#### [Task goal]
Return every line of the data below that includes the string "rein".

··········

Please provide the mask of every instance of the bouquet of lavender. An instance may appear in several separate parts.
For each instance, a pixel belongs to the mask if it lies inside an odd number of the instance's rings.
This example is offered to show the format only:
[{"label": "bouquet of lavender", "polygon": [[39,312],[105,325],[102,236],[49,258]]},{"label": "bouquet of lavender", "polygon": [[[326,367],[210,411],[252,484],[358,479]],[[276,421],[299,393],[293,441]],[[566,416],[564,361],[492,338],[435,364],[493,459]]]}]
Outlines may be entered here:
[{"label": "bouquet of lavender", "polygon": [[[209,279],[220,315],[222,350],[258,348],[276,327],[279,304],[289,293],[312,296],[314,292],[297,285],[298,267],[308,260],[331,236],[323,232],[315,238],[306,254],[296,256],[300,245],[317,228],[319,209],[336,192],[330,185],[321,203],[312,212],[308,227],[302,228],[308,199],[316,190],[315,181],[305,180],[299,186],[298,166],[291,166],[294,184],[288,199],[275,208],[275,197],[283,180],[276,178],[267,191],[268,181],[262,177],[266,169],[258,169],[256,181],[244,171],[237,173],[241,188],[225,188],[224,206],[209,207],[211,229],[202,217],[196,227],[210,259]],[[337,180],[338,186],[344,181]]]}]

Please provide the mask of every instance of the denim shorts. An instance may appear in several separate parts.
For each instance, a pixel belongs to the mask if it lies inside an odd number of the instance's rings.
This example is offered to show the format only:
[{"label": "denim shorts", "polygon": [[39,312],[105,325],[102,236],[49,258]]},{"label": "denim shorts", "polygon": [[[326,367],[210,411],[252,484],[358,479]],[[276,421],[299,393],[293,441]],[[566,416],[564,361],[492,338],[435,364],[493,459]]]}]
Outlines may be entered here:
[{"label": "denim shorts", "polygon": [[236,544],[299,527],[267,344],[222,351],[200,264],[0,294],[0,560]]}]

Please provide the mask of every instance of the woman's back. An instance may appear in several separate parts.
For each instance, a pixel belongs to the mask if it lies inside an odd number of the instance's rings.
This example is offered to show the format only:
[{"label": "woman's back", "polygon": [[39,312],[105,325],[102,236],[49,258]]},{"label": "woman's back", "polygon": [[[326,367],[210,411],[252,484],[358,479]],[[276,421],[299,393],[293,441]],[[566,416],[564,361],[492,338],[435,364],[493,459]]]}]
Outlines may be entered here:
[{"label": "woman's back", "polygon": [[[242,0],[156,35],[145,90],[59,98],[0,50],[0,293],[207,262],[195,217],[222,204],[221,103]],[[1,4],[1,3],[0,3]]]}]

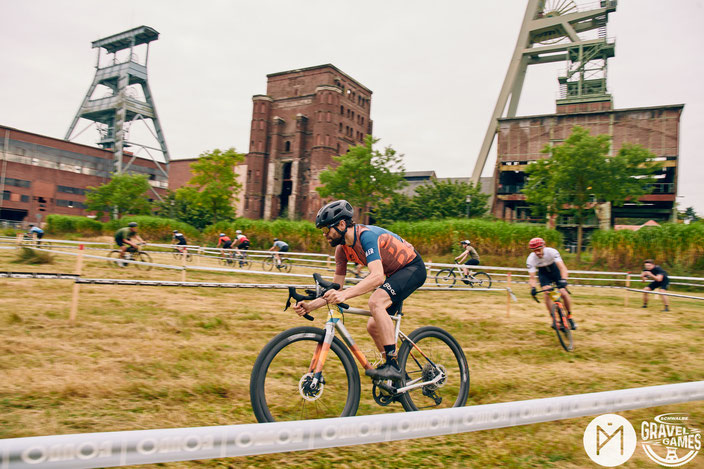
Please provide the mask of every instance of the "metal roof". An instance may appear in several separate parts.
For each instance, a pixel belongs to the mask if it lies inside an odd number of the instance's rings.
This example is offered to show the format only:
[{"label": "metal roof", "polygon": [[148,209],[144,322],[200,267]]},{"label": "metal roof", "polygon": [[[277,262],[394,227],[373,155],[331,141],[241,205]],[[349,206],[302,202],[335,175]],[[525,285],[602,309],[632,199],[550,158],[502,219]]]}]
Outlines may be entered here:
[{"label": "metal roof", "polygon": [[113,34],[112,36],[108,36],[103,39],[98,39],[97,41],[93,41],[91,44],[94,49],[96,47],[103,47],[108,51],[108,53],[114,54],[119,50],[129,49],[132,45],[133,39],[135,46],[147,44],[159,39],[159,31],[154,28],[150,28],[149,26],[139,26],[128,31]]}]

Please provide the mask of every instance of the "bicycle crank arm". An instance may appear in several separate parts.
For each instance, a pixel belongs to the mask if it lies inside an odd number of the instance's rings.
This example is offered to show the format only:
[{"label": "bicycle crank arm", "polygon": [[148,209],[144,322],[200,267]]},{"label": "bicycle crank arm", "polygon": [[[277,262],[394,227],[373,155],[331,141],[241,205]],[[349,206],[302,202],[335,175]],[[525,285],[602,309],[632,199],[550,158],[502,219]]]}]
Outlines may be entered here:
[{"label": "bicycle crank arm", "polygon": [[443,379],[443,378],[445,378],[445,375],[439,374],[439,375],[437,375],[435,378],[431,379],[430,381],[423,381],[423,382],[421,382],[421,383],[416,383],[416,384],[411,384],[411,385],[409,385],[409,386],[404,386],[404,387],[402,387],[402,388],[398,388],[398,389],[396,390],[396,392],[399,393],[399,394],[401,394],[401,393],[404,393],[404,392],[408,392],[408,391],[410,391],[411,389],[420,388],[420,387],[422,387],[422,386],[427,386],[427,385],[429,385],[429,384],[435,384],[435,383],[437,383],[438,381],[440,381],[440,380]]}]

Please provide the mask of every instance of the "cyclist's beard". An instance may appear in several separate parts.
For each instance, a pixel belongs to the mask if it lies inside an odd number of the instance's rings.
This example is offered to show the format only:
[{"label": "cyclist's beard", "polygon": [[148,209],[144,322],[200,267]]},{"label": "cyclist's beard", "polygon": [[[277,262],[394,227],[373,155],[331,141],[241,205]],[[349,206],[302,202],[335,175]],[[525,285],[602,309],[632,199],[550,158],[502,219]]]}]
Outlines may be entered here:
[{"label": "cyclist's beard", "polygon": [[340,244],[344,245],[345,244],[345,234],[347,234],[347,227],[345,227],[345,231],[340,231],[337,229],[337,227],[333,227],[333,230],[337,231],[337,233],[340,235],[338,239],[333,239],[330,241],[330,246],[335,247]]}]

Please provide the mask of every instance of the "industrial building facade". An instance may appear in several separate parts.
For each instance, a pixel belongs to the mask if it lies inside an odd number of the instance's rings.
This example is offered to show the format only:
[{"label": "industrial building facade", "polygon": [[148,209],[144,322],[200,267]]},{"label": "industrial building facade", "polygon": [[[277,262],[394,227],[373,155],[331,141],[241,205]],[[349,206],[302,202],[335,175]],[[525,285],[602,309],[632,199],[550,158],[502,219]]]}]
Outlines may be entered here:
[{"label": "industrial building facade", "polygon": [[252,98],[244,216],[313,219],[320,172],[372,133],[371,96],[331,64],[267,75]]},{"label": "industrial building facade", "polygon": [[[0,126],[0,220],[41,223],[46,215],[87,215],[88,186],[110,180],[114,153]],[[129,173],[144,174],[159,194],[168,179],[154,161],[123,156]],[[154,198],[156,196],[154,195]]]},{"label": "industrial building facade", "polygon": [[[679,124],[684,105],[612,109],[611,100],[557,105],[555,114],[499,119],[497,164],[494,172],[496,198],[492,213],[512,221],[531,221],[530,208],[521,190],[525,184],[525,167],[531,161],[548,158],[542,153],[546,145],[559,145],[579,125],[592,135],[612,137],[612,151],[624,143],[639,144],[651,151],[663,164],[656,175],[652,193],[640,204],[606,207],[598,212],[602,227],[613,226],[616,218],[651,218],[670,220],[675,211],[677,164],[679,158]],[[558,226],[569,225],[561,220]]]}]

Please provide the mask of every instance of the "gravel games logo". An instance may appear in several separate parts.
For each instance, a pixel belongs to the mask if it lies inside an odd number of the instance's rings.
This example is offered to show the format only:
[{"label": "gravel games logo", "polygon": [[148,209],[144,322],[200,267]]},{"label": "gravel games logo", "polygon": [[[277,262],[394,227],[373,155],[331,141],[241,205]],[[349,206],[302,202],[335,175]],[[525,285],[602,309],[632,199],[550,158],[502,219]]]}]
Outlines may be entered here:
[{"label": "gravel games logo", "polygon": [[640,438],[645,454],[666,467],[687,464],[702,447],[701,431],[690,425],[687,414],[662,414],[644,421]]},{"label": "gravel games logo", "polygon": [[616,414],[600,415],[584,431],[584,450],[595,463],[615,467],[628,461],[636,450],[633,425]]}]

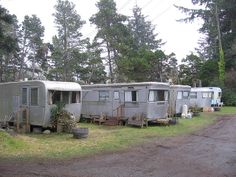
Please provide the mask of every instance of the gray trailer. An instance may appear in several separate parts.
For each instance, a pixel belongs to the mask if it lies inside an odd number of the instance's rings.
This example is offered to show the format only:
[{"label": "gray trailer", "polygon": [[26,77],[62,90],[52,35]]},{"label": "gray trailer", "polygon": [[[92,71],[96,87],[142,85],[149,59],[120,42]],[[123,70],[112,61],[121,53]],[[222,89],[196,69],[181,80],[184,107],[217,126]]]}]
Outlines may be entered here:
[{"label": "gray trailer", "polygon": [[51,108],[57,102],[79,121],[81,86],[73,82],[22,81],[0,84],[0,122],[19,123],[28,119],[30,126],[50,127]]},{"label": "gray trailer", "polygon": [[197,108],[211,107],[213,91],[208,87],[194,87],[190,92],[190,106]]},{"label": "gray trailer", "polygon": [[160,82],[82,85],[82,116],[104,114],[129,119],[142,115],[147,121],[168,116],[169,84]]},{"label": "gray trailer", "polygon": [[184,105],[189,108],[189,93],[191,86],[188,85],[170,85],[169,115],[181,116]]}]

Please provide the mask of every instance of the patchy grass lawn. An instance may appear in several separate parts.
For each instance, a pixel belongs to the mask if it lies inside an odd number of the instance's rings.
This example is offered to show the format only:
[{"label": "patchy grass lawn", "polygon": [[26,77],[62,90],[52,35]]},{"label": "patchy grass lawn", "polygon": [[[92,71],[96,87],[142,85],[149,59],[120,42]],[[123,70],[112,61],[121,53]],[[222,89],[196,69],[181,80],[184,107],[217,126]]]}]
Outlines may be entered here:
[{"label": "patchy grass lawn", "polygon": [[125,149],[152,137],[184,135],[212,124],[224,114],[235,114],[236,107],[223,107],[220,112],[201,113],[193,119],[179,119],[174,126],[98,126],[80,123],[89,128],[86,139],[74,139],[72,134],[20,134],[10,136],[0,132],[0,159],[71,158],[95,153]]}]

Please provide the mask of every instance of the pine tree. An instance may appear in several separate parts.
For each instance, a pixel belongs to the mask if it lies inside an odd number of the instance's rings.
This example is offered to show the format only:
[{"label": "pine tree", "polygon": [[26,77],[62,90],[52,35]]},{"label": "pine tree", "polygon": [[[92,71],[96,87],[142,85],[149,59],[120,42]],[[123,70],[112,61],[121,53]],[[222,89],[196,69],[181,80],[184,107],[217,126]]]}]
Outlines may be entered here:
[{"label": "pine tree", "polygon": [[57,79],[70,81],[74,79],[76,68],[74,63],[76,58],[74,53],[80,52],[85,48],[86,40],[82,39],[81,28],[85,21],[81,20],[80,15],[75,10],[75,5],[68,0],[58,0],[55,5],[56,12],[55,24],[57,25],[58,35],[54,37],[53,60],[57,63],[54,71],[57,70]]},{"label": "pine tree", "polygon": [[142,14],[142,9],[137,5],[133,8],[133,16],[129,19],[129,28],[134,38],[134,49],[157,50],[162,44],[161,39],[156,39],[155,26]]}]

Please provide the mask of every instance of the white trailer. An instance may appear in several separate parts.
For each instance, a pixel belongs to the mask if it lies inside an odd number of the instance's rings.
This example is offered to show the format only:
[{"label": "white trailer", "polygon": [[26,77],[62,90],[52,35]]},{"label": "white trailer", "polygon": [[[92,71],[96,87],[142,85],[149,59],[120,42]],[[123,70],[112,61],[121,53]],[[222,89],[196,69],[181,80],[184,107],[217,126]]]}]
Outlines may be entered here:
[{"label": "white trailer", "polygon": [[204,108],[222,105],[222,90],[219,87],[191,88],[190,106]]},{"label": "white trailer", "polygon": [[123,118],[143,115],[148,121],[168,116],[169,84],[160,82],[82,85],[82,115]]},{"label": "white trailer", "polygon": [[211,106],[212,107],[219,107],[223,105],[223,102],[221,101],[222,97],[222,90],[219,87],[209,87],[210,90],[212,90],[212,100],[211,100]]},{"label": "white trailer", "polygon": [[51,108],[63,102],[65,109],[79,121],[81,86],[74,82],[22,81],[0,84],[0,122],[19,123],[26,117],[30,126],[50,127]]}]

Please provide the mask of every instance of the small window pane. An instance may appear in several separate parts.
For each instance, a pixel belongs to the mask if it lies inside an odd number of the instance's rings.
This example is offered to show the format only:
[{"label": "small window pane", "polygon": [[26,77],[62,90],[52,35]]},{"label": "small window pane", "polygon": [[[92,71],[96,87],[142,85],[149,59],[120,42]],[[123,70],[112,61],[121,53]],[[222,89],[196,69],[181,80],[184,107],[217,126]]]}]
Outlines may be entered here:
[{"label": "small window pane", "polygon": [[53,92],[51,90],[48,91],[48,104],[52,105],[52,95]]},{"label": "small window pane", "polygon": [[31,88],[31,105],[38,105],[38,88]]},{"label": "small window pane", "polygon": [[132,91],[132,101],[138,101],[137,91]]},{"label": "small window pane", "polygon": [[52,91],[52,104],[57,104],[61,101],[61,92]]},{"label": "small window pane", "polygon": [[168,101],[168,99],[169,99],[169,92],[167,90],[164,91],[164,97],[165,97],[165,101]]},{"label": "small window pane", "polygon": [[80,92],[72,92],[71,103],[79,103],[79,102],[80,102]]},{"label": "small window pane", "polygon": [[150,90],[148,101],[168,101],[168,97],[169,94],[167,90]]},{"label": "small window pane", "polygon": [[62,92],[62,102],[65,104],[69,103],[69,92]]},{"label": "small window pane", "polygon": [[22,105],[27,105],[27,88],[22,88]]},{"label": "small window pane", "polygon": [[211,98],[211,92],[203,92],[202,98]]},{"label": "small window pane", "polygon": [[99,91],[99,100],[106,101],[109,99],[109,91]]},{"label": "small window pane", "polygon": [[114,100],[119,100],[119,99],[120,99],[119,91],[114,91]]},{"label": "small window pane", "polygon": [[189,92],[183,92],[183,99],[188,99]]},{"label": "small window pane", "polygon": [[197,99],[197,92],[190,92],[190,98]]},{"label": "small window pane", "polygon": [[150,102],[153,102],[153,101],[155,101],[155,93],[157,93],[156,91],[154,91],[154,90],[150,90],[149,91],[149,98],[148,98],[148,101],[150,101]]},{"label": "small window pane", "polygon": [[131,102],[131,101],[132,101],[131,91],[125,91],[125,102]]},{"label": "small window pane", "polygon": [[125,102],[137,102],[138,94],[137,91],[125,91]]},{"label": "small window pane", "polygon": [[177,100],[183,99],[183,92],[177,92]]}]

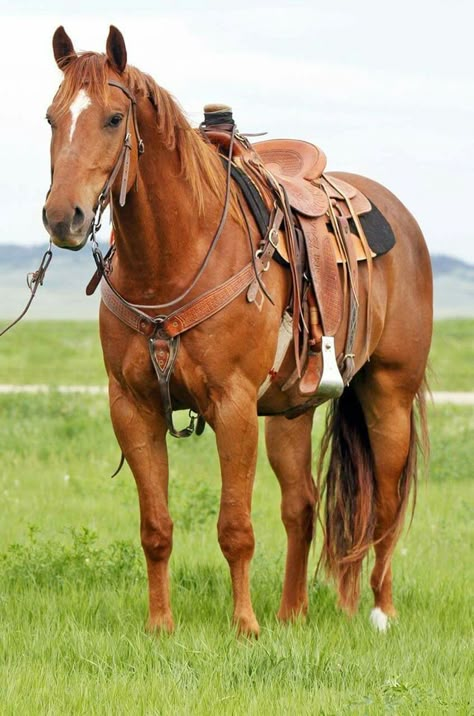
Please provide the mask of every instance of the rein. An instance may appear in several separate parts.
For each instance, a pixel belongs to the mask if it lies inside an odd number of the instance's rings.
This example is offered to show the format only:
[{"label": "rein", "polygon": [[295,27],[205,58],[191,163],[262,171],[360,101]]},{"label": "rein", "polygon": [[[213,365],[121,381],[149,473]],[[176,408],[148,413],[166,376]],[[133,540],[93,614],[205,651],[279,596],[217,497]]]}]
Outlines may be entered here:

··········

#### [Completed task]
Please provide the mask of every instance of the rein. An instance may appear in several separate parts.
[{"label": "rein", "polygon": [[295,27],[205,58],[191,163],[262,171],[360,101]]},{"label": "rein", "polygon": [[[213,365],[121,381],[149,473]],[[176,408],[148,413],[166,376]],[[133,540],[93,614],[205,651],[279,596],[217,497]]]}]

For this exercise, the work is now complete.